*EXTRAIT DE PAGE:*
A. UN RÉGIME PRÉSIDENTIEL

Indépendant en 1957, après une transition pacifique avec le colonisateur britannique, le Ghana a tout d'abord cherché une voie tiers-mondiste fondée sur l'économie socialiste et le rapprochement avec le bloc soviétique.

L'homme qui symbolisa cette période, N'KRUMAH. fut renversé en 1966. Une période de forte instabilité lui succéda. Le capitaine RAWLINGS prit le pouvoir une première fois en 1979, puis une seconde en 1981. Il a entrepris une démocratisation progressive des institutions.

La IVe République ghanéenne a été proclamée le 7 janvier 1993 à Accra. Aux termes de la Constitution du 28 avril 1992. l'indépendance des pouvoirs législatif et judiciaire est garantie. C'est un régime de type présidentiel, avec un président et un vice-président élus pour quatre ans.

Chef de l'État depuis 1981, le Capitaine d'aviation Jerry John RAWLINGS a été élu Président de la République le 3 novembre 1992 obtenant 58.3 % des voix. L'opposition qui avait dénoncé de nombreuses fraudes électorales lors de ce scrutin, a boycotté les élections législatives du 29 décembre 1992 qui ont amené au Parlement 198 membres de la coalition au pouvoir (National Democratic Congress, National Convention Party et EGLE Party), et seulement deux parlementaires indépendants suite au boycott d'une opposition faible et divisée.

*EXTRAIT DES DONNÉES:*
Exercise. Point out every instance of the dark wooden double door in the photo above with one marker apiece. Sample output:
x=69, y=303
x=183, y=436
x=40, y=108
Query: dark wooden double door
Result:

*SÉRIE DE CONSIGNES:*
- A) Relevez toutes les dates complètes (jour, mois et année) citées dans l'extrait sur le Ghana.
- B) Recopiez le passage de l'extrait sur le Ghana qui va de « Indépendant en 1957, après » jusqu'à « pour quatre ans. ».

*RÉPONSES PAR CONSIGNE:*
- A)
- 7 janvier 1993
- 28 avril 1992
- 3 novembre 1992
- 29 décembre 1992

- B)
Indépendant en 1957, après une transition pacifique avec le colonisateur britannique, le Ghana a tout d'abord cherché une voie tiers-mondiste fondée sur l'économie socialiste et le rapprochement avec le bloc soviétique.

L'homme qui symbolisa cette période, N'KRUMAH. fut renversé en 1966. Une période de forte instabilité lui succéda. Le capitaine RAWLINGS prit le pouvoir une première fois en 1979, puis une seconde en 1981. Il a entrepris une démocratisation progressive des institutions.

La IVe République ghanéenne a été proclamée le 7 janvier 1993 à Accra. Aux termes de la Constitution du 28 avril 1992. l'indépendance des pouvoirs législatif et judiciaire est garantie. C'est un régime de type présidentiel, avec un président et un vice-président élus pour quatre ans.